▶ [WHAT IS REQUIRED] Retype all of the listing exactly, with no pictures.

▶ [DATA FOR REVIEW]
========

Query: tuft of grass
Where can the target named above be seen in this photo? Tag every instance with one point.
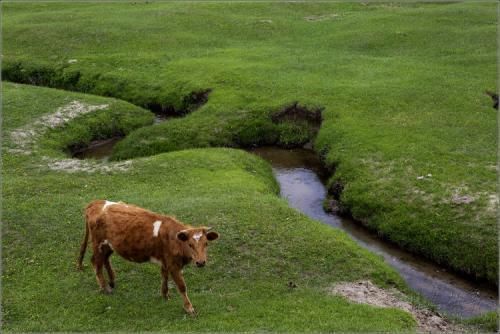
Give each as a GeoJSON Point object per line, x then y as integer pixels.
{"type": "Point", "coordinates": [487, 322]}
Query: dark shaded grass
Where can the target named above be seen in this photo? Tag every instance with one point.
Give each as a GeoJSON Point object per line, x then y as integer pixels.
{"type": "Point", "coordinates": [402, 87]}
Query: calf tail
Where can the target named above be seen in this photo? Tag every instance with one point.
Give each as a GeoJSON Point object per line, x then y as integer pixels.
{"type": "Point", "coordinates": [83, 247]}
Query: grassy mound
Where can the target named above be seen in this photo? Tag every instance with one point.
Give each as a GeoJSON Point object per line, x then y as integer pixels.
{"type": "Point", "coordinates": [406, 122]}
{"type": "Point", "coordinates": [264, 244]}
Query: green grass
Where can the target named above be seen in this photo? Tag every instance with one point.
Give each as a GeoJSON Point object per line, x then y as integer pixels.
{"type": "Point", "coordinates": [402, 87]}
{"type": "Point", "coordinates": [263, 245]}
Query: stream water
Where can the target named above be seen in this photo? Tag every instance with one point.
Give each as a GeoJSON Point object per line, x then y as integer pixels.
{"type": "Point", "coordinates": [301, 177]}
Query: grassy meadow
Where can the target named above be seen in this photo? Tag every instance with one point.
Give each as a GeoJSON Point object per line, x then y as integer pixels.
{"type": "Point", "coordinates": [263, 246]}
{"type": "Point", "coordinates": [406, 126]}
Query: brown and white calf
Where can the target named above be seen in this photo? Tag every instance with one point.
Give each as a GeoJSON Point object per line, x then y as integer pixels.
{"type": "Point", "coordinates": [140, 235]}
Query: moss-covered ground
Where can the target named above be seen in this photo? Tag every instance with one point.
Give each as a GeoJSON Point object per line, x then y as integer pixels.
{"type": "Point", "coordinates": [263, 246]}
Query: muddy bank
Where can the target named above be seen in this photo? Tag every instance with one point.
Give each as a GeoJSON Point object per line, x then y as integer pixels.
{"type": "Point", "coordinates": [300, 175]}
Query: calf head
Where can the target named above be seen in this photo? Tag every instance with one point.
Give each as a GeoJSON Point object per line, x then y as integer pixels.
{"type": "Point", "coordinates": [195, 242]}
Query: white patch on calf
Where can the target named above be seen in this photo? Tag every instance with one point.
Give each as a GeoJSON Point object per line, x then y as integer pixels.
{"type": "Point", "coordinates": [197, 236]}
{"type": "Point", "coordinates": [108, 203]}
{"type": "Point", "coordinates": [156, 228]}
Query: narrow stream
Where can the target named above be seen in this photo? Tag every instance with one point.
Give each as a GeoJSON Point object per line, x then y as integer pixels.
{"type": "Point", "coordinates": [301, 177]}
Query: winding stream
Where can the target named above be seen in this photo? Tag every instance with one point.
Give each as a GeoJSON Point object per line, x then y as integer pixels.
{"type": "Point", "coordinates": [301, 177]}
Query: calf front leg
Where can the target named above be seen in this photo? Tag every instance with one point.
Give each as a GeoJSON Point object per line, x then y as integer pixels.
{"type": "Point", "coordinates": [181, 286]}
{"type": "Point", "coordinates": [164, 282]}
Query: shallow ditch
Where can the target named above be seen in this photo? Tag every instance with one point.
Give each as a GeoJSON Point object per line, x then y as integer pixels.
{"type": "Point", "coordinates": [302, 176]}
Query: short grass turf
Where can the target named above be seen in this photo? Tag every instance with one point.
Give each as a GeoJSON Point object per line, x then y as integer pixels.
{"type": "Point", "coordinates": [263, 245]}
{"type": "Point", "coordinates": [407, 124]}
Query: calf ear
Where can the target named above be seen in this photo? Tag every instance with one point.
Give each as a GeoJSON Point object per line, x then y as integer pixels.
{"type": "Point", "coordinates": [212, 235]}
{"type": "Point", "coordinates": [182, 235]}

========

▶ [ANSWER TO THIS PROBLEM]
Query: tuft of grass
Where can the target named above be seen in this photo? Tag every instance with one point.
Give each as a GeoJSON Point object per line, x then y as integer pixels.
{"type": "Point", "coordinates": [487, 322]}
Query: dark shaded grass
Where can the target named above be seen in this photo? Tag every instance with one point.
Give each as a GeoJSON Point object per line, x then y as integer pixels.
{"type": "Point", "coordinates": [402, 87]}
Query: calf tail
Where can the target named above be seen in this photo? Tag every instance with one point.
Give each as a GeoJSON Point object per line, x then y as integer pixels.
{"type": "Point", "coordinates": [83, 247]}
Query: grassy mound
Where can the target named above be seen in this photo? Tag every instance with one point.
Give each as a GeoJSON Point object per line, x then y as integer pixels.
{"type": "Point", "coordinates": [406, 122]}
{"type": "Point", "coordinates": [264, 244]}
Query: green grass
Where can the target named above be seen in this photo? Tag every instance with one point.
Give each as a GeoJSON Point object per line, x then y as integer pixels.
{"type": "Point", "coordinates": [402, 87]}
{"type": "Point", "coordinates": [263, 245]}
Query: stream water
Where can the target named above be seen in this photo? Tag every instance with one point.
Give each as a GeoJSON Point object per line, x then y as integer pixels.
{"type": "Point", "coordinates": [301, 177]}
Query: grassy meadow
Where can the target named above be seen in this photo? Tag every instance with one point.
Give each as a GeoJSON Point object per line, x then y as integer pixels.
{"type": "Point", "coordinates": [263, 246]}
{"type": "Point", "coordinates": [406, 126]}
Query: brown and white calf
Where can the target named above be seen in this photo? Tag every instance with one point.
Give each as a GeoJSON Point object per line, x then y as integer pixels.
{"type": "Point", "coordinates": [140, 235]}
Query: moss-covered ground
Where can the target named above be seen in this photo? Tag every instance with one point.
Give each as a GeoJSON Point object per line, x then y as integer pixels.
{"type": "Point", "coordinates": [263, 246]}
Query: muddy bank
Where can the target named above be seen in this photo? Tag every instance with one point.
Give each as a GeoJSON Point object per line, x then y as integer pixels.
{"type": "Point", "coordinates": [300, 175]}
Query: calf head
Where can the target named above be seen in this photo? Tag every instance with one point.
Give each as a GeoJSON Point object per line, x then y as integer pixels.
{"type": "Point", "coordinates": [195, 242]}
Query: white patch on calf
Where can the target named above be seen in this photo? Tag every instance with one point.
Give each as a GeoJSON Point object per line, x then y as integer pixels.
{"type": "Point", "coordinates": [197, 236]}
{"type": "Point", "coordinates": [108, 203]}
{"type": "Point", "coordinates": [156, 228]}
Query: narrow stream
Where can the target named above be seen in this photo? Tag every instance with one point.
Give each as a GeoJSON Point object per line, x then y as integer pixels.
{"type": "Point", "coordinates": [301, 177]}
Query: winding stream
Where can the target named above be seen in this photo? Tag every instance with one point.
Give each as a GeoJSON Point object per line, x then y as integer pixels.
{"type": "Point", "coordinates": [301, 177]}
Query: calf front leg
Where can the target named above be seen in this photo? Tag every instance with one point.
Give each as a GeoJSON Point object per line, x then y as integer pixels.
{"type": "Point", "coordinates": [181, 286]}
{"type": "Point", "coordinates": [164, 282]}
Query: shallow ditch
Where can the target named above be seen in this photo? Tag every instance with one point.
Give each as a GeoJSON Point object per line, x then y as integer pixels.
{"type": "Point", "coordinates": [302, 176]}
Query: short grass turf
Where can the target named above be seen in this photo? Tag every instance with one point.
Give each as a GeoJSON Point object per line, x then y as integer pixels.
{"type": "Point", "coordinates": [263, 245]}
{"type": "Point", "coordinates": [407, 124]}
Query: calf ear
Where can the target named above be seen in this photo? Tag every instance with one point.
Give each as a GeoJSON Point object per line, x then y as integer pixels.
{"type": "Point", "coordinates": [212, 235]}
{"type": "Point", "coordinates": [182, 235]}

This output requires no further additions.